What the exercise asks →
Pull out every line in the records below that contains the string "sleeve". Case counts when matching.

The input →
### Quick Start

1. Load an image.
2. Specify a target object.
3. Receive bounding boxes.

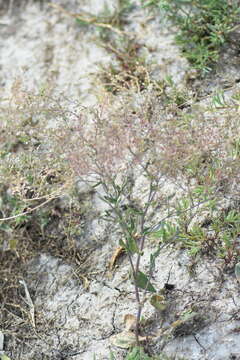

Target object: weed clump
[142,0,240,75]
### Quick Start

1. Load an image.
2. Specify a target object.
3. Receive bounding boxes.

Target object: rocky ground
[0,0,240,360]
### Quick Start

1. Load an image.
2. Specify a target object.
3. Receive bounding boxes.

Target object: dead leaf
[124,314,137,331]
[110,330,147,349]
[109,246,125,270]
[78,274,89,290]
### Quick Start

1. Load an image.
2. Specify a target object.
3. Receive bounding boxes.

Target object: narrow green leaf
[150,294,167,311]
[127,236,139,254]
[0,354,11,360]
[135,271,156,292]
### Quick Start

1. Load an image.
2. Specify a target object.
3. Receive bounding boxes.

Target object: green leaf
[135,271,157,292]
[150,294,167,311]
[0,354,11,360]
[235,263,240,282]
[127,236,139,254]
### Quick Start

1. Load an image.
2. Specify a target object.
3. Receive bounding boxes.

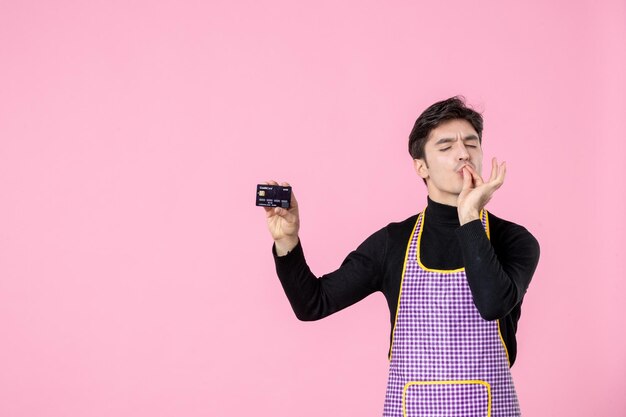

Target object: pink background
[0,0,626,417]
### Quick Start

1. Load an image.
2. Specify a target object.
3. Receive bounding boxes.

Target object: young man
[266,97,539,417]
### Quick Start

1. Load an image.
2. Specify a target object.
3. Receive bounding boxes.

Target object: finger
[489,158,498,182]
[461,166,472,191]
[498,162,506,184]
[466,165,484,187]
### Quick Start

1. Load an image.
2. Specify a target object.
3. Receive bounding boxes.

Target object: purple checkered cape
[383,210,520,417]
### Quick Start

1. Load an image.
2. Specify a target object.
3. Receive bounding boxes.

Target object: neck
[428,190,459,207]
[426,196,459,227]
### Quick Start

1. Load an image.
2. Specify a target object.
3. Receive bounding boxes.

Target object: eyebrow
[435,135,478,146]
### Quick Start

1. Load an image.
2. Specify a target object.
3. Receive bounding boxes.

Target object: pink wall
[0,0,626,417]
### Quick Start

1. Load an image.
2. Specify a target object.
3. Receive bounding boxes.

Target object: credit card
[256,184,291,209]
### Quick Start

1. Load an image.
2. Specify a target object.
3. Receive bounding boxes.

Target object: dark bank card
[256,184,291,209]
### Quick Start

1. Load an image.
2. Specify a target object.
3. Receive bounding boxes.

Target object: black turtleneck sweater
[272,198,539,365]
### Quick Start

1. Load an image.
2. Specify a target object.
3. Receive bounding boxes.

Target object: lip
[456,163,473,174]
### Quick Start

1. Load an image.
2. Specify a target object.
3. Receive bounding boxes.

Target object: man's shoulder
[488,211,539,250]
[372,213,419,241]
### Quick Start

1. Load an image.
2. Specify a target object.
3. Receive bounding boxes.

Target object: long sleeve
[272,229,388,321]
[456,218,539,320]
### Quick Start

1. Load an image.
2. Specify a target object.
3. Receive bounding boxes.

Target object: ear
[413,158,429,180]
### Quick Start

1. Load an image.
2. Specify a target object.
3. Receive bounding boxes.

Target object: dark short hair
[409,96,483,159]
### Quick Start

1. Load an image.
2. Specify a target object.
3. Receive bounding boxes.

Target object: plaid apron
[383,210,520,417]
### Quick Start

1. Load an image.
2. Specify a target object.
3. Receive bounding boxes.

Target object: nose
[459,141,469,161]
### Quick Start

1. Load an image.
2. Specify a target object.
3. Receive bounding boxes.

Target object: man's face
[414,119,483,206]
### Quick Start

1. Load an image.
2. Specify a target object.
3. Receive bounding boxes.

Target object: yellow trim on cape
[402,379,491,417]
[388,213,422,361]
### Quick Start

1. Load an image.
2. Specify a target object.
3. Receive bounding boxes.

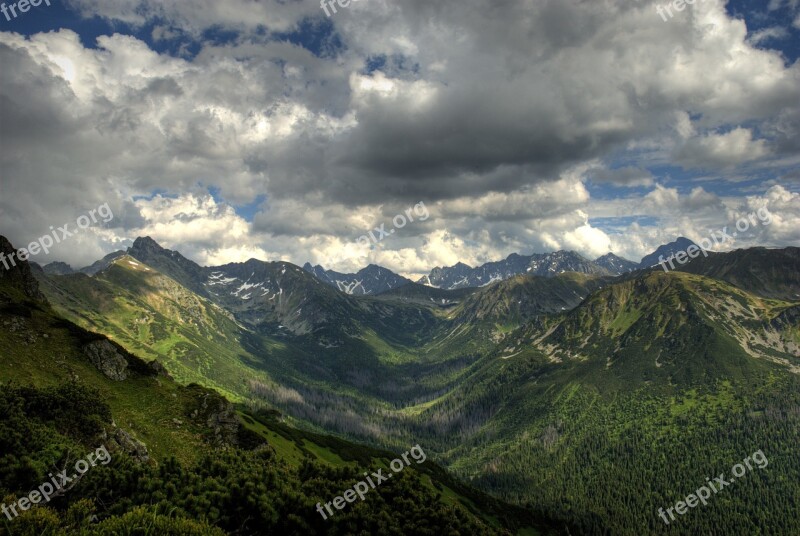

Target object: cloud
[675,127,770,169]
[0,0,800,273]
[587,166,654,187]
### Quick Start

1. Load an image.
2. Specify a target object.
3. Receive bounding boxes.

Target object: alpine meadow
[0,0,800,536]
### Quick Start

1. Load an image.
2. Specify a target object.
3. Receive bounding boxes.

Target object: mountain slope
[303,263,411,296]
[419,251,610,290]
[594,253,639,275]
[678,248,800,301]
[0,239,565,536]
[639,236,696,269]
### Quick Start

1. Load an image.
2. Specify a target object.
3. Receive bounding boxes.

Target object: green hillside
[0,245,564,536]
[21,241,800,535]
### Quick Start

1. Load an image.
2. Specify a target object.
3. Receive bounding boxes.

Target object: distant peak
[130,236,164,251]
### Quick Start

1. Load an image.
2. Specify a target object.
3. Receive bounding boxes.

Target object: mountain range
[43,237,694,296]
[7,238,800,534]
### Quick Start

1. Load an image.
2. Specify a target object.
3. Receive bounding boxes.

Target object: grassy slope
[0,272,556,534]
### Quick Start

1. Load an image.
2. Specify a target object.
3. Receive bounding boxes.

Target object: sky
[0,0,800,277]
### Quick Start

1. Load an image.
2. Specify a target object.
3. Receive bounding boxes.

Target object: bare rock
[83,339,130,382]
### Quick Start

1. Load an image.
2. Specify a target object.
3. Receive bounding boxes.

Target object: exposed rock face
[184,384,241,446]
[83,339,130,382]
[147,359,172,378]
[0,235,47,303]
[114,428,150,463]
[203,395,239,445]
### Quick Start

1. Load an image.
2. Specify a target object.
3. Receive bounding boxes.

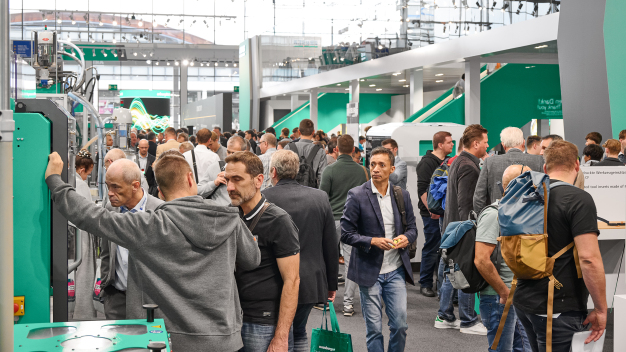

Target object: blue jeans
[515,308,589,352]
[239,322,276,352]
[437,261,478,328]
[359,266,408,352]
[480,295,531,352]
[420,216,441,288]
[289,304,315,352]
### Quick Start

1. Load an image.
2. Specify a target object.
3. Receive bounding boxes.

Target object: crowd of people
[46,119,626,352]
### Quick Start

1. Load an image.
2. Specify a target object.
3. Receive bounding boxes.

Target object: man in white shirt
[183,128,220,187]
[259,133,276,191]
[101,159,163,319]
--
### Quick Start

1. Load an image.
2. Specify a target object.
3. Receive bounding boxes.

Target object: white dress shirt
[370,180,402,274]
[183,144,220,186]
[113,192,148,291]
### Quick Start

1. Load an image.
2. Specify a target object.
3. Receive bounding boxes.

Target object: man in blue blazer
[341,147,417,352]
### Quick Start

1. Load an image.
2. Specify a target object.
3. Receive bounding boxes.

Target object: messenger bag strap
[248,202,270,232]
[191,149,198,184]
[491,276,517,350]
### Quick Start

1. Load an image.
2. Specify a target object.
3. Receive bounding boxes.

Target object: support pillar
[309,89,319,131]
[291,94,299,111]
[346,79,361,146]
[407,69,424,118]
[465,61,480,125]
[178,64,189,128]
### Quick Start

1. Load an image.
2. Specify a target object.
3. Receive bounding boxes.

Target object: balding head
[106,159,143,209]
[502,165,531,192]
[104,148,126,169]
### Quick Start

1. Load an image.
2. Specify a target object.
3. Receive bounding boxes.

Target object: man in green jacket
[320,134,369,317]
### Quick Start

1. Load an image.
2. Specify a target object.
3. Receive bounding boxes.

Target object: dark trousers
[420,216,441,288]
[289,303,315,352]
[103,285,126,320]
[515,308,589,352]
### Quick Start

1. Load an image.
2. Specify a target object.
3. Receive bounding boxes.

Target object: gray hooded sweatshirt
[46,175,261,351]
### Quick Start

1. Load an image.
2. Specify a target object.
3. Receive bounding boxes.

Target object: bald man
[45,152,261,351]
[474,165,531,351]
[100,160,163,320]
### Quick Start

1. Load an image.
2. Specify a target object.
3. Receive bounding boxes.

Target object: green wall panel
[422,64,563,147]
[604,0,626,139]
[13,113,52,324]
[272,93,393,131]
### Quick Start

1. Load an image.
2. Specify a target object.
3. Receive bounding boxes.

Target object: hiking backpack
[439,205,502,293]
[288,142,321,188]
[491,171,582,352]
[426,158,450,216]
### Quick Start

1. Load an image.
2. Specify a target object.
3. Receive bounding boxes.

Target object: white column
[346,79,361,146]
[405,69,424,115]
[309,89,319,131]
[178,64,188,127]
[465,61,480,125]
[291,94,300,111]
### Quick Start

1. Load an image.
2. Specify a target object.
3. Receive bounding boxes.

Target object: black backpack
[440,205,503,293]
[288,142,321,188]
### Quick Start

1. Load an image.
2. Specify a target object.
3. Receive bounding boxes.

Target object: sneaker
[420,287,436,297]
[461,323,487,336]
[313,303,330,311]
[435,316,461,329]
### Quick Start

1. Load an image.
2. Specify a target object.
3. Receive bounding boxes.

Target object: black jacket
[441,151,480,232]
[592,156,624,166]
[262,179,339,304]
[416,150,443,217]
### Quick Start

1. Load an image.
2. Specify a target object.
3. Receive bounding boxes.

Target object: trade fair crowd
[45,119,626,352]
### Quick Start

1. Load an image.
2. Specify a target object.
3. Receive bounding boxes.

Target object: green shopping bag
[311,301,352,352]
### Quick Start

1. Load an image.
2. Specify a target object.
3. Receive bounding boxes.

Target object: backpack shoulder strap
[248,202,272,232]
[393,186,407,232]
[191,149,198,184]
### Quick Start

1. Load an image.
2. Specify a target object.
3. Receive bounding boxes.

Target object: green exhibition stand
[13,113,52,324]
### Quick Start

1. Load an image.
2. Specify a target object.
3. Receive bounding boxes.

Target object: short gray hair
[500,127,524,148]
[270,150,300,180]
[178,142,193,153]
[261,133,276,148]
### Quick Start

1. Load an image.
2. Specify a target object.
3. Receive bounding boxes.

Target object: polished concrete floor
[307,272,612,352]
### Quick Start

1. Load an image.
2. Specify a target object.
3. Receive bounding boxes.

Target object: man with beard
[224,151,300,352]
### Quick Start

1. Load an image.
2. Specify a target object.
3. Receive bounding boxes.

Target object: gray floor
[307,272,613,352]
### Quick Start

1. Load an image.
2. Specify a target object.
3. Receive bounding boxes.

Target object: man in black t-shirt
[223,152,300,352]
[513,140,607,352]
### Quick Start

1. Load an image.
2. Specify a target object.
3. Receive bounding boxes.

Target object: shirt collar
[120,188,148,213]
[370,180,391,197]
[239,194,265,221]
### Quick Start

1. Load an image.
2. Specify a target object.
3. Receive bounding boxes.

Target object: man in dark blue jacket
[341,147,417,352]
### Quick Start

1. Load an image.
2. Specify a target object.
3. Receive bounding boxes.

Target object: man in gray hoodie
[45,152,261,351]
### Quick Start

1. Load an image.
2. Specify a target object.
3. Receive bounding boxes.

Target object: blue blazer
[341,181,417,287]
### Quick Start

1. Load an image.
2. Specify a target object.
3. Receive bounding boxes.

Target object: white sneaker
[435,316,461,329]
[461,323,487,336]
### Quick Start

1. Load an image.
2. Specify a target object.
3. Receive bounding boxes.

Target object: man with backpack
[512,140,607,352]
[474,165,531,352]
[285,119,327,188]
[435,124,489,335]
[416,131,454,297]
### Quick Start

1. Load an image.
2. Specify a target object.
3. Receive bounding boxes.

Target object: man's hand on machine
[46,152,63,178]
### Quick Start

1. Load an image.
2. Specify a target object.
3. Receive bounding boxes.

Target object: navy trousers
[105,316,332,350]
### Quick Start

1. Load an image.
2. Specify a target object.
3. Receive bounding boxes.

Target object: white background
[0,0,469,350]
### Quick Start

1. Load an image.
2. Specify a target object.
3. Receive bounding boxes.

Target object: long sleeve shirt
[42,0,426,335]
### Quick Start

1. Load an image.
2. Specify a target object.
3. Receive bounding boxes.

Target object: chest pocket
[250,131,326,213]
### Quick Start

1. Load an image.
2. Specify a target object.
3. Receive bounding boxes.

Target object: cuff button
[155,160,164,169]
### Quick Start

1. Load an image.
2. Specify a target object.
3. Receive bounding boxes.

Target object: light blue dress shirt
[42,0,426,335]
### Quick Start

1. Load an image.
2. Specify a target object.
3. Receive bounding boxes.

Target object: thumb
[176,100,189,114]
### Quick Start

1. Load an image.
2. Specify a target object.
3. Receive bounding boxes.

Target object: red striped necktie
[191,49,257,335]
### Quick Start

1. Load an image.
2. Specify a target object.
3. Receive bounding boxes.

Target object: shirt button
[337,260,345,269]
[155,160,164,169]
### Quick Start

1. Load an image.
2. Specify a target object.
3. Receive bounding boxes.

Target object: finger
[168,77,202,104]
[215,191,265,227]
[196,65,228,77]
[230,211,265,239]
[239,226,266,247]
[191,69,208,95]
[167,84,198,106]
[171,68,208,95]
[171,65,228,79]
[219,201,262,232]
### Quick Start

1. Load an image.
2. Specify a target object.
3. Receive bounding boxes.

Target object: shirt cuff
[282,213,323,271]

Complete output →
Target object: long sleeve
Target object: long sleeve shirt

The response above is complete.